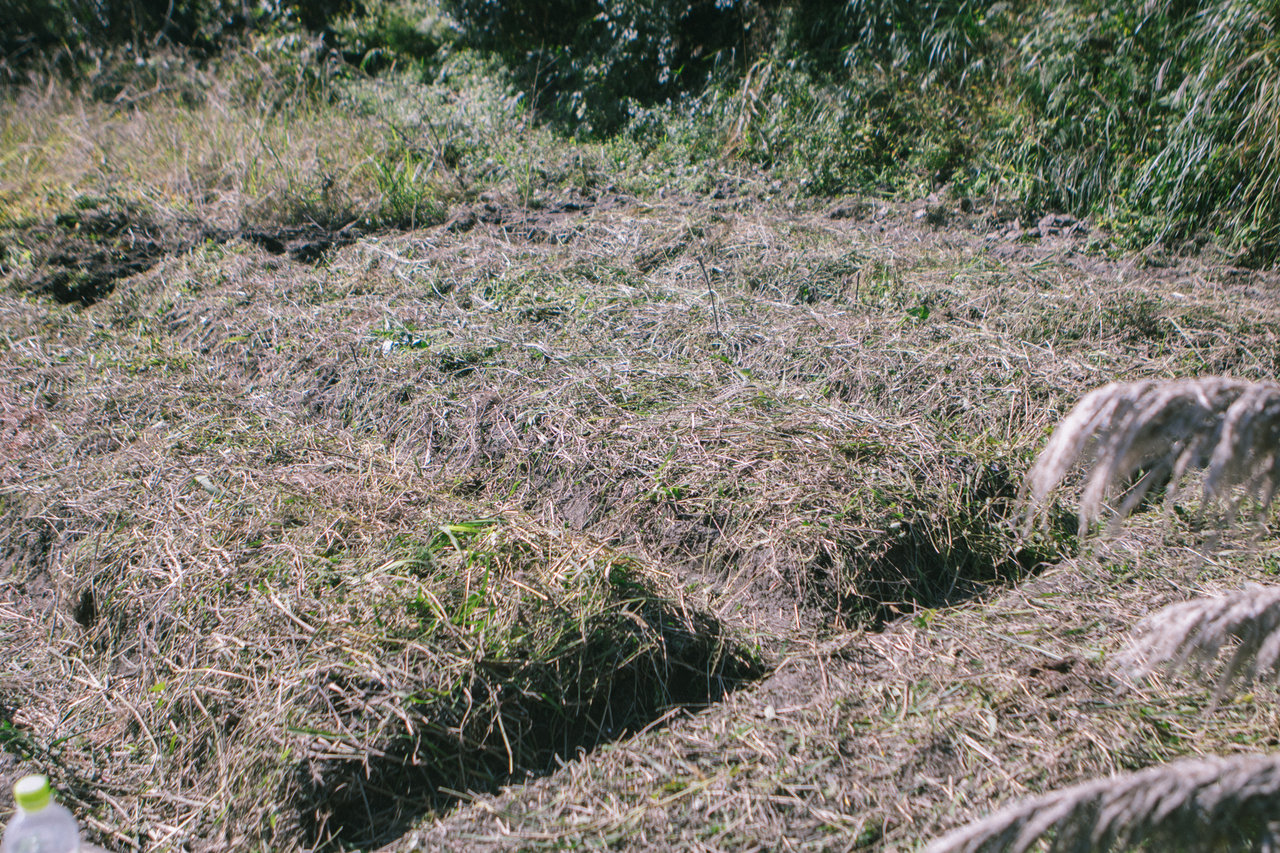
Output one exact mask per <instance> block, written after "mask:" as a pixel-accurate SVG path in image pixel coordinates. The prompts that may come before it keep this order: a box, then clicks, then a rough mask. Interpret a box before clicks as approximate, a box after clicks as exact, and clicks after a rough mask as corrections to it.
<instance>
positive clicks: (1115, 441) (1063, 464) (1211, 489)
mask: <svg viewBox="0 0 1280 853" xmlns="http://www.w3.org/2000/svg"><path fill="white" fill-rule="evenodd" d="M1277 447H1280V386H1277V384H1275V383H1254V382H1244V380H1239V379H1230V378H1225V377H1204V378H1199V379H1174V380H1165V382H1155V380H1147V382H1133V383H1119V382H1117V383H1111V384H1108V386H1103V387H1102V388H1097V389H1096V391H1092V392H1089V393H1088V394H1085V396H1084V397H1083V398H1082V400H1080V402H1078V403H1076V405H1075V409H1073V410H1071V412H1070V414H1069V415H1068V416H1066V418H1064V419H1062V421H1061V423H1060V424H1059V427H1057V429H1055V430H1053V434H1052V437H1050V441H1048V444H1047V446H1046V447H1044V450H1043V451H1042V452H1041V455H1039V459H1037V460H1036V465H1034V467H1032V471H1030V474H1028V476H1027V483H1025V484H1024V487H1023V496H1024V498H1025V500H1027V501H1028V521H1030V520H1033V519H1034V516H1036V514H1037V512H1043V511H1044V507H1046V502H1047V500H1048V497H1050V494H1051V493H1052V492H1053V491H1055V489H1056V488H1057V487H1059V485H1061V484H1062V482H1064V480H1065V479H1066V478H1068V475H1069V474H1070V473H1071V470H1073V469H1074V467H1075V466H1076V465H1078V464H1080V462H1082V461H1083V464H1084V466H1085V473H1084V488H1083V489H1082V493H1080V502H1079V519H1080V532H1082V533H1084V532H1085V530H1087V529H1088V528H1089V525H1091V524H1093V523H1094V521H1097V520H1100V519H1101V516H1102V514H1103V510H1105V507H1106V501H1107V497H1108V494H1110V493H1111V492H1114V491H1115V489H1117V488H1121V487H1124V485H1128V489H1126V492H1125V494H1124V498H1123V501H1120V503H1119V506H1116V507H1115V514H1116V517H1117V519H1123V517H1124V516H1126V515H1128V514H1130V512H1132V511H1133V510H1134V508H1135V507H1137V506H1138V503H1139V502H1140V501H1142V500H1143V498H1144V497H1146V496H1147V493H1148V492H1149V491H1151V488H1153V487H1156V485H1158V484H1162V483H1169V484H1170V487H1171V488H1174V487H1176V484H1178V482H1179V480H1180V479H1181V476H1183V475H1184V474H1185V473H1187V471H1188V470H1192V469H1196V467H1206V469H1207V470H1206V474H1204V480H1203V485H1204V494H1206V497H1207V498H1225V496H1226V493H1228V492H1229V491H1230V489H1231V488H1233V487H1236V485H1240V487H1244V491H1245V493H1247V494H1253V496H1256V497H1257V498H1258V500H1260V501H1261V502H1262V503H1263V505H1267V503H1270V501H1271V498H1272V497H1274V494H1275V491H1276V485H1277V484H1280V469H1277V459H1276V450H1277ZM1134 478H1137V480H1135V482H1134ZM1170 497H1172V494H1170ZM1230 507H1231V510H1233V511H1234V510H1235V508H1236V507H1238V498H1236V500H1235V501H1231V502H1230Z"/></svg>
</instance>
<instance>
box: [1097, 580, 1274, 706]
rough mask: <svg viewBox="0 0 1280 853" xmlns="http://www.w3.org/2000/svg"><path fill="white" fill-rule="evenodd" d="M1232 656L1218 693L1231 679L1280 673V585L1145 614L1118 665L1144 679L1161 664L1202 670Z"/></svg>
mask: <svg viewBox="0 0 1280 853" xmlns="http://www.w3.org/2000/svg"><path fill="white" fill-rule="evenodd" d="M1224 648H1226V649H1229V651H1230V657H1229V658H1228V661H1226V665H1225V667H1224V670H1222V674H1221V676H1220V680H1219V685H1217V692H1219V694H1220V695H1221V693H1222V692H1224V690H1225V689H1226V686H1228V685H1229V684H1230V683H1231V681H1233V680H1235V679H1242V680H1244V681H1251V680H1253V679H1254V678H1258V676H1265V675H1268V674H1270V675H1275V674H1277V672H1280V587H1261V585H1257V584H1249V585H1248V587H1245V588H1244V589H1239V590H1235V592H1233V593H1229V594H1226V596H1217V597H1213V598H1197V599H1193V601H1187V602H1181V603H1178V605H1171V606H1169V607H1165V608H1162V610H1160V611H1157V612H1155V613H1152V615H1151V616H1148V617H1147V619H1146V620H1144V621H1143V624H1142V625H1139V628H1138V630H1137V631H1135V639H1134V640H1133V643H1132V644H1130V646H1129V648H1128V649H1125V652H1124V653H1123V654H1121V656H1120V657H1119V658H1117V661H1116V662H1117V665H1119V666H1121V667H1124V669H1129V670H1132V671H1133V672H1134V674H1135V675H1139V676H1142V675H1147V674H1149V672H1152V671H1153V670H1155V669H1156V667H1158V666H1161V665H1170V666H1172V667H1181V666H1185V665H1188V663H1194V665H1197V666H1203V665H1206V663H1211V662H1213V661H1216V660H1217V658H1219V654H1220V653H1221V652H1222V651H1224Z"/></svg>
::::::::::
DESCRIPTION OF THE TASK - Format the stretch from the start of the records through the line containing "positive clicks: (1115, 441)" as a JSON list of strings, one string per line, with blank lines and pictures omitted.

RESULT OF THIS TASK -
[
  "Output one exact mask per <instance> block, written after \"mask:\" as a pixel-accurate SVG path in image pixel coordinates. The prompts that may come before it keep this order: a box, then clicks, then a rough mask. Interpret a box before clicks as approximate, a box after clicks as exact, and clicks after a rough mask as corrections to it.",
  "<instance>",
  "positive clicks: (1115, 441) (1063, 464) (1211, 489)"
]